**Objective**
Rewrite the entries starting at the line containing "Where can the second" and ending at the line containing "point(574, 161)", changing "extension cord" to "power cord" and leaving everything else as it is.

Items from a dataset
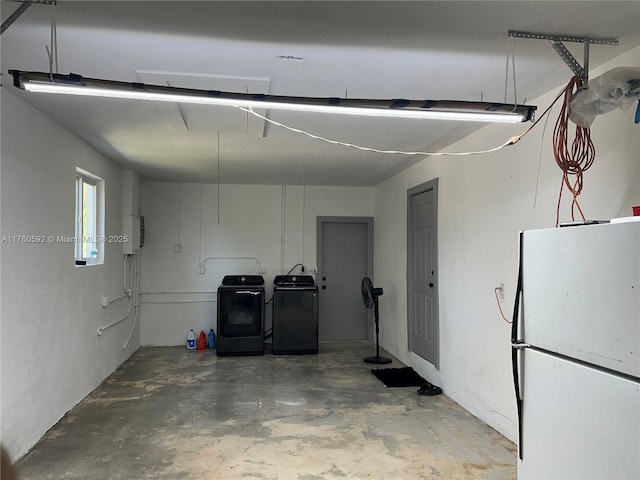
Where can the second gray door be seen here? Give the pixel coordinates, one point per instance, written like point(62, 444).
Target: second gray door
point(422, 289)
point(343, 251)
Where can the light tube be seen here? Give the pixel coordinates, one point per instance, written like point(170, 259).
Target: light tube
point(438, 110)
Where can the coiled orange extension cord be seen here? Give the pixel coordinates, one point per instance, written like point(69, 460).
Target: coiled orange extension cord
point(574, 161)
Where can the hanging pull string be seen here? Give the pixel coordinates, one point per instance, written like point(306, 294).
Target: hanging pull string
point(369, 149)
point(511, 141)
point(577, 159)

---

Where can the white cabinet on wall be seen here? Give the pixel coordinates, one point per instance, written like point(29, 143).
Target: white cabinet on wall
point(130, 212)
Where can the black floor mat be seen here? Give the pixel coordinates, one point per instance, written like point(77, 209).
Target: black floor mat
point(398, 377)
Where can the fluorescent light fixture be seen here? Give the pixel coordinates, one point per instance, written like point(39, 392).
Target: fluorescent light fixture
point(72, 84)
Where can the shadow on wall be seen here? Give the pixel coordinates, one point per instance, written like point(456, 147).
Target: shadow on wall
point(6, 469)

--

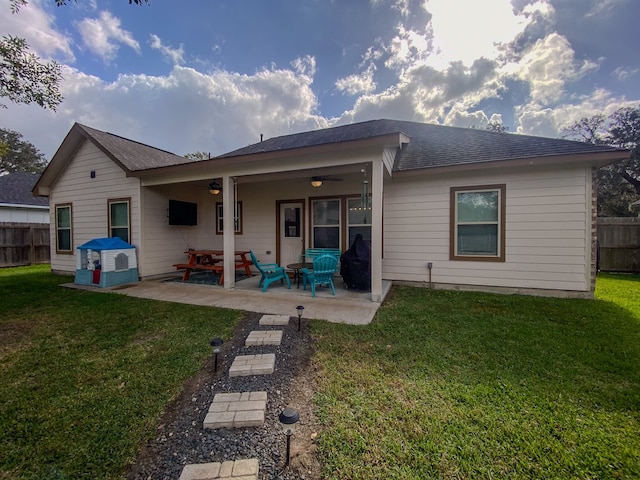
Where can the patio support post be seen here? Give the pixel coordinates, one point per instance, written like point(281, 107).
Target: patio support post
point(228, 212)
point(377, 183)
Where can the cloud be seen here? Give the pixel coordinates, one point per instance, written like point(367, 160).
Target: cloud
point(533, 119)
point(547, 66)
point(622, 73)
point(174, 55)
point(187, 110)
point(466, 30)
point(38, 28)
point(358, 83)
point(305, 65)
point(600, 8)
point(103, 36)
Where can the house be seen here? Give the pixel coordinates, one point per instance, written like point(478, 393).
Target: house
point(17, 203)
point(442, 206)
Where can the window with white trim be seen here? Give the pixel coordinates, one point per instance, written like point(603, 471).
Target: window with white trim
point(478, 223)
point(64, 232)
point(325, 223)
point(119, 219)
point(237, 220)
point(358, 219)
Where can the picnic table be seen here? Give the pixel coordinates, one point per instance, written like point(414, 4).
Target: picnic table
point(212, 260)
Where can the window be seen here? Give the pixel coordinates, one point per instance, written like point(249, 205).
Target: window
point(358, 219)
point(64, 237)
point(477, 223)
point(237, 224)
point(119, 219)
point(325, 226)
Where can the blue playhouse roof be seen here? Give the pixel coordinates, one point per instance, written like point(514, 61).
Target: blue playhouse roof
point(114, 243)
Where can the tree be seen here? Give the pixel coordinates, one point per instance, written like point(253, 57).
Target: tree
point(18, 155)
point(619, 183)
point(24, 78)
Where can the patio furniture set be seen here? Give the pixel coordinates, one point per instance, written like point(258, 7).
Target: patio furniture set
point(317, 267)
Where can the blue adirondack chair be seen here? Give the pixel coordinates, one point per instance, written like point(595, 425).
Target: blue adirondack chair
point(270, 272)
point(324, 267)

**The solution**
Where can the second gray door be seen here? Give the pixel coordinates, one point per instance, written like point(62, 444).
Target: second gray door
point(422, 289)
point(343, 251)
Where can the light tube be seen here? Give the pixel coordinates, one point per instance, written like point(170, 259).
Target: light tube
point(438, 110)
Where can the coiled orange power cord be seen here? Give the pixel coordinates, one point per instance, written like point(69, 460).
Target: coiled orange power cord
point(574, 161)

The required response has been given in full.